REQUIRED ACTIONS ->
A: Answer these from the cost allocation lecture:
(i) Which activity is given as an example of a department that does not serve patients but is still needed to provide services?
(ii) Which department is named as one of the intangible services the surgical department relies on?
(iii) According to the closing paragraph, what are the assignments critical to?
B: Output the passage of the cost allocation lecture from "In this lecture" to "comfortable with them.", word for word.

━━━ STUDY TEXT ━━━

Week 3 Lecture 1.html
Cost Allocation
An HCO, such as a hospital, has many departments that provide services to patients, such as surgery or emergency care. It also has departments that do not provide services to patients but are nevertheless necessary for providing services, for example, sterilization of instruments for surgery. The surgical department cannot operate without oxygen, sterile instruments, supplies of pharmaceuticals, and a host of other real and intangible services. Among intangibles is a billing department to collect payment for the surgeries. Cost allocation is a process like budgeting, in which the cost of the centers that do not produce revenue are allocated to the departments that use their services. For example, the surgical department may be a heavy user of the services provided by the surgical instrument sterilization department but not the nursing units. It would not be fair for both these departments to pay an equal share of the cost of sterilization of surgical instruments. The cost allocation exercise decides what proportion of the total budget of the surgical instrument sterilization department should be applied to the surgery department and what proportions to other departments that are revenue centers. These costs are indirect, but they go into providing the service offered by the surgery department. This is true of all of the services that enable services that create revenue. The cost allocation process can cause friction within the organization as the revenue earning departments do not want the cost burdens that lower their departmental performance, especially when they feel the cost shares are unfair. As a leader, you must understand the concept of cost allocation and the internal friction it can bring about so that you can deal with these issues in, what TV channels like to call, fair and balanced ways.
In this lecture we looked setting prices and introduce planning a budget. The assignments are critical to cementing your understanding of these processes and concepts. Spend the time you need to get comfortable with them.

━━━ DATA LISTING ━━━

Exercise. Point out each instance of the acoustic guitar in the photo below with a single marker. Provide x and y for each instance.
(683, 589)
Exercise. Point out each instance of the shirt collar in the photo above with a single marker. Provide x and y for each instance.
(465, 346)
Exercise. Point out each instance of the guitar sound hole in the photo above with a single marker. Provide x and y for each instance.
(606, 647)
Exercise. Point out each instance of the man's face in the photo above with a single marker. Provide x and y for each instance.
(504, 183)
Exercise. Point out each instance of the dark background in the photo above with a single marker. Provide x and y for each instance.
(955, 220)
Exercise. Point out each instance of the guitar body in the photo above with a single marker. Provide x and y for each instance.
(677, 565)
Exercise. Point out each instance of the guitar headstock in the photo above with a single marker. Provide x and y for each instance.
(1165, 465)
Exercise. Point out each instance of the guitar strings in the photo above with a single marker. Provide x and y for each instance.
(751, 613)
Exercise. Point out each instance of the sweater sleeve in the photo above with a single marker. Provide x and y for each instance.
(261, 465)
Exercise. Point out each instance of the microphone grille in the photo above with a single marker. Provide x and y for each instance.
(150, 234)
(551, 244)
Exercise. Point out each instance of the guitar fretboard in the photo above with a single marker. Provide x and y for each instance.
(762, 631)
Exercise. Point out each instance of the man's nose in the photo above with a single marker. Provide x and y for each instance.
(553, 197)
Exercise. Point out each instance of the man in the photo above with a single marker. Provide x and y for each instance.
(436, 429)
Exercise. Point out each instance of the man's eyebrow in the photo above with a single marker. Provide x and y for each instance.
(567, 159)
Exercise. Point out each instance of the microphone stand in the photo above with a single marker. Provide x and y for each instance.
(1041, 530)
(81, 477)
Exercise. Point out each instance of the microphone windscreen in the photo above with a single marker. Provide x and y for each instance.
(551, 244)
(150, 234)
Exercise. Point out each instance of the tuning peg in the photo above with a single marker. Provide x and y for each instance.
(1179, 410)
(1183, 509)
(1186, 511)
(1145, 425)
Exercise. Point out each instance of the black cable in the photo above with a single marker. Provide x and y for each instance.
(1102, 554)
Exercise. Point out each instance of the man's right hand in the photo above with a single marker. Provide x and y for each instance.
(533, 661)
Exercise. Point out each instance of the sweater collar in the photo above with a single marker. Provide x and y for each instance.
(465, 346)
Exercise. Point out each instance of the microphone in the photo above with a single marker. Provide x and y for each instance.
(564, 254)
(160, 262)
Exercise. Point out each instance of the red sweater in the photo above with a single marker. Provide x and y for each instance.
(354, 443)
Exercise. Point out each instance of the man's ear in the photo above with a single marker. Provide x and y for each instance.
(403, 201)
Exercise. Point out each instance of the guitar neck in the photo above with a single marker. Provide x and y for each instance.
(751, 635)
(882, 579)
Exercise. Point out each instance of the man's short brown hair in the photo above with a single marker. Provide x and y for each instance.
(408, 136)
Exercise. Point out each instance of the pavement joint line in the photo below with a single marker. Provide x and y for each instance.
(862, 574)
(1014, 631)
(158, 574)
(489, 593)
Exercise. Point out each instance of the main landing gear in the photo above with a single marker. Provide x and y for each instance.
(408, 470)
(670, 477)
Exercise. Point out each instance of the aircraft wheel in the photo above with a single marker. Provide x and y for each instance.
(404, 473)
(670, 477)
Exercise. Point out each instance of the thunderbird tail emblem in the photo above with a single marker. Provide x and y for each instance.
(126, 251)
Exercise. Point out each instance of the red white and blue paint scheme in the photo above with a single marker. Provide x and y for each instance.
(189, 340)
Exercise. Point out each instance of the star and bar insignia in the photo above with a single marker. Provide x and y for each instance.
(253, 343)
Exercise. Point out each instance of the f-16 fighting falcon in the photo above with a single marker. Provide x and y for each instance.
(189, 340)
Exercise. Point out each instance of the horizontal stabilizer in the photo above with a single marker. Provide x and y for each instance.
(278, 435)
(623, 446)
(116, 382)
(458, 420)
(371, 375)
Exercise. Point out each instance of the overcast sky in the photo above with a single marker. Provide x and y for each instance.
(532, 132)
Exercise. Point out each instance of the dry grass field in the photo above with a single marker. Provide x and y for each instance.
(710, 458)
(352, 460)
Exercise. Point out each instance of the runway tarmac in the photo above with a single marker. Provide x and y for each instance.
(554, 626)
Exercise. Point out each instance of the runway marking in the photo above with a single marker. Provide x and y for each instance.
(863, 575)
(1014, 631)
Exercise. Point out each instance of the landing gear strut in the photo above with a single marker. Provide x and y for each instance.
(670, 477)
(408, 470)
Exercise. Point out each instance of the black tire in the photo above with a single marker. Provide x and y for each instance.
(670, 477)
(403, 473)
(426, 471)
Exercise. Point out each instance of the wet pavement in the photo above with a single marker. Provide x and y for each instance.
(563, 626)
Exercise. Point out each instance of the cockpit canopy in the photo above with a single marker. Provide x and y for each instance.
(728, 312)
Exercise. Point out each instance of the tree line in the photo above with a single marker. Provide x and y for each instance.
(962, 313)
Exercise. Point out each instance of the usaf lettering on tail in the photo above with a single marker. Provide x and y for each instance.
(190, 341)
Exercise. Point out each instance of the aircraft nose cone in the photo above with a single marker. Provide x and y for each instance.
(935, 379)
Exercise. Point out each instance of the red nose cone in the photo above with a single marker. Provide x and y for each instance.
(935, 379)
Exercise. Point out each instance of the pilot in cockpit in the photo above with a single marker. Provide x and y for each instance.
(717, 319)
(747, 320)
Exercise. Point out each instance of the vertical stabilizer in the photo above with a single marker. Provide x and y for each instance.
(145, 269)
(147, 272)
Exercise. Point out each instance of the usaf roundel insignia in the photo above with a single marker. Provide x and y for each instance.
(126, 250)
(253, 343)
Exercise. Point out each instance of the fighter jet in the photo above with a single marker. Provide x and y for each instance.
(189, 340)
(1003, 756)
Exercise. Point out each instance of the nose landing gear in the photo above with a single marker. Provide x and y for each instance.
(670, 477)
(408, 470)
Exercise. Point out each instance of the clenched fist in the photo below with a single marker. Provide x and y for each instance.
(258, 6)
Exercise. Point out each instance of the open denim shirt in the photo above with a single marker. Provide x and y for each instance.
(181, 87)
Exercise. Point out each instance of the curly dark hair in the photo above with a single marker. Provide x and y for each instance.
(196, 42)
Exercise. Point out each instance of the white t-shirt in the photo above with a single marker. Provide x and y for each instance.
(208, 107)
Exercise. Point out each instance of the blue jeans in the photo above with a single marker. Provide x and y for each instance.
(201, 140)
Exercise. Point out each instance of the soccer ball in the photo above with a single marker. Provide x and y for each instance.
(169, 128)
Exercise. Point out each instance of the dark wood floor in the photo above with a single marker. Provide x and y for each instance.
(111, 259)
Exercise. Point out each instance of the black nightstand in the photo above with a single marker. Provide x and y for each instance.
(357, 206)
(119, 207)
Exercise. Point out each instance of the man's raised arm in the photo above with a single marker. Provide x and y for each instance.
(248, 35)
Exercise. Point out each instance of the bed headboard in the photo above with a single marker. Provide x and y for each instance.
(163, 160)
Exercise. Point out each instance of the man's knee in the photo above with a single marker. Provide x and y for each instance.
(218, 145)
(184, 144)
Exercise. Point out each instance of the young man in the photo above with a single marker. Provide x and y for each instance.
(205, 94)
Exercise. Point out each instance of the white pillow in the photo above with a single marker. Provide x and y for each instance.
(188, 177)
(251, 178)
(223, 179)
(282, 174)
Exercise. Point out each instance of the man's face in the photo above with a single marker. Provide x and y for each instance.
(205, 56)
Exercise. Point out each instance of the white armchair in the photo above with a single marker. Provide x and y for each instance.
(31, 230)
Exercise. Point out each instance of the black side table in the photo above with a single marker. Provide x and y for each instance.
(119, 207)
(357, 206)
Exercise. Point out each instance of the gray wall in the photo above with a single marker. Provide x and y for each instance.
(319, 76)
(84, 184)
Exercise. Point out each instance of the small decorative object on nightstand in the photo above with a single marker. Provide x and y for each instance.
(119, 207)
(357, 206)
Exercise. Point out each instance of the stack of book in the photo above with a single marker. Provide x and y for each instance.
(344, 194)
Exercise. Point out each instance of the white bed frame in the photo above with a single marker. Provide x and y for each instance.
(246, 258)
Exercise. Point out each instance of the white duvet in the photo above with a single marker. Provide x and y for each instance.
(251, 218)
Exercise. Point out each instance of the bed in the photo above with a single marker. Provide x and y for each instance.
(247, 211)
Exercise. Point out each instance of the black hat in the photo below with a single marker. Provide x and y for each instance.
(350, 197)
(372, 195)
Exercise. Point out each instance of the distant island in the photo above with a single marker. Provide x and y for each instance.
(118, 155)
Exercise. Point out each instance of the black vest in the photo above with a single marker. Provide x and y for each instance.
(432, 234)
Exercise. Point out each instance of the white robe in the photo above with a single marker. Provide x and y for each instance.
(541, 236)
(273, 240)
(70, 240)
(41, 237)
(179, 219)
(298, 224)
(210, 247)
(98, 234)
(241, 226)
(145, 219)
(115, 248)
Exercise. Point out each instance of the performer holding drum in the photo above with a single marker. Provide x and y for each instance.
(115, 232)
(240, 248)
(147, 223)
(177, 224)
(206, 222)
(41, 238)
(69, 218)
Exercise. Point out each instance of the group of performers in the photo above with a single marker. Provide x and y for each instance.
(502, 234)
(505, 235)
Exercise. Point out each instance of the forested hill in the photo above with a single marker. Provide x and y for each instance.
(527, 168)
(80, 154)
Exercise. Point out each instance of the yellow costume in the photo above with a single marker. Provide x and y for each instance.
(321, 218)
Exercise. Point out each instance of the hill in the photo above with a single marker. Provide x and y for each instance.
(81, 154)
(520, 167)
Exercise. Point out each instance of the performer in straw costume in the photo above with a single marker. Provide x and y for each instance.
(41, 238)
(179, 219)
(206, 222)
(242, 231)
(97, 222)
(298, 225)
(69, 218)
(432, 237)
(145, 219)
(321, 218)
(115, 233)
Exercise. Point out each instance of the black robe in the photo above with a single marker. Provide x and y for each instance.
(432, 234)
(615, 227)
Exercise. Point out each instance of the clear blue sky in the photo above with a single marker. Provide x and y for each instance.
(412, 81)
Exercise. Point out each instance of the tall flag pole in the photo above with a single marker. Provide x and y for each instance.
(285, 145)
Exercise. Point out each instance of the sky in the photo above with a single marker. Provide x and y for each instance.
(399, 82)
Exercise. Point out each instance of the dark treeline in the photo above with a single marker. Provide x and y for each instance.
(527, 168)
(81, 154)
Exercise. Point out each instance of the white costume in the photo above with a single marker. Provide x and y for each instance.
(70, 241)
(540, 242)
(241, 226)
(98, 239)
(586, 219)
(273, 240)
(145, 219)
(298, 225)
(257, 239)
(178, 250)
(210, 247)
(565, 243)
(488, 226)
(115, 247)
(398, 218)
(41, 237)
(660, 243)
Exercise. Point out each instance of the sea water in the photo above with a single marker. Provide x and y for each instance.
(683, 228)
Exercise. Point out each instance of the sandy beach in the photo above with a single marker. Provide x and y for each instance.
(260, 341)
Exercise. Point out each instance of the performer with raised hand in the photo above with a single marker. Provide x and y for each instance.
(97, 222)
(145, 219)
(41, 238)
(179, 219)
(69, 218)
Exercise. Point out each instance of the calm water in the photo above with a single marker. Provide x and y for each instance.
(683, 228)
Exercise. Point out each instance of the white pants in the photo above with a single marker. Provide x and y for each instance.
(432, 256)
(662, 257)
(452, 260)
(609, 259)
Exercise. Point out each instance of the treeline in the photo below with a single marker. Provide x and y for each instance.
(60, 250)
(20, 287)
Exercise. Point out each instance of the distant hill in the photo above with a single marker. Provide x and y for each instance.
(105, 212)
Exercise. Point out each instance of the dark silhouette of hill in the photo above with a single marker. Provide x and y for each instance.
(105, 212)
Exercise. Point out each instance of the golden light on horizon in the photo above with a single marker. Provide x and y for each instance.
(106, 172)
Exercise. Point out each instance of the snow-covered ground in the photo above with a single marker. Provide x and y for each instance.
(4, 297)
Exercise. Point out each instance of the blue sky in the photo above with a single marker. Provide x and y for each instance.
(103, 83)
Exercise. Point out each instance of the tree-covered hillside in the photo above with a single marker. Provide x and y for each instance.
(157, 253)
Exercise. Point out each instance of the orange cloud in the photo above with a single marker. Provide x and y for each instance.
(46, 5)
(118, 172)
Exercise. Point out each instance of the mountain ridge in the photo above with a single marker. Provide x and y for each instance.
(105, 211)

━━━

WRITTEN ANSWERS ->
A:
(i) Sterilization of instruments for surgery.
(ii) A billing department to collect payment for the surgeries.
(iii) Cementing your understanding of these processes and concepts.

B:
In this lecture we looked setting prices and introduce planning a budget. The assignments are critical to cementing your understanding of these processes and concepts. Spend the time you need to get comfortable with them.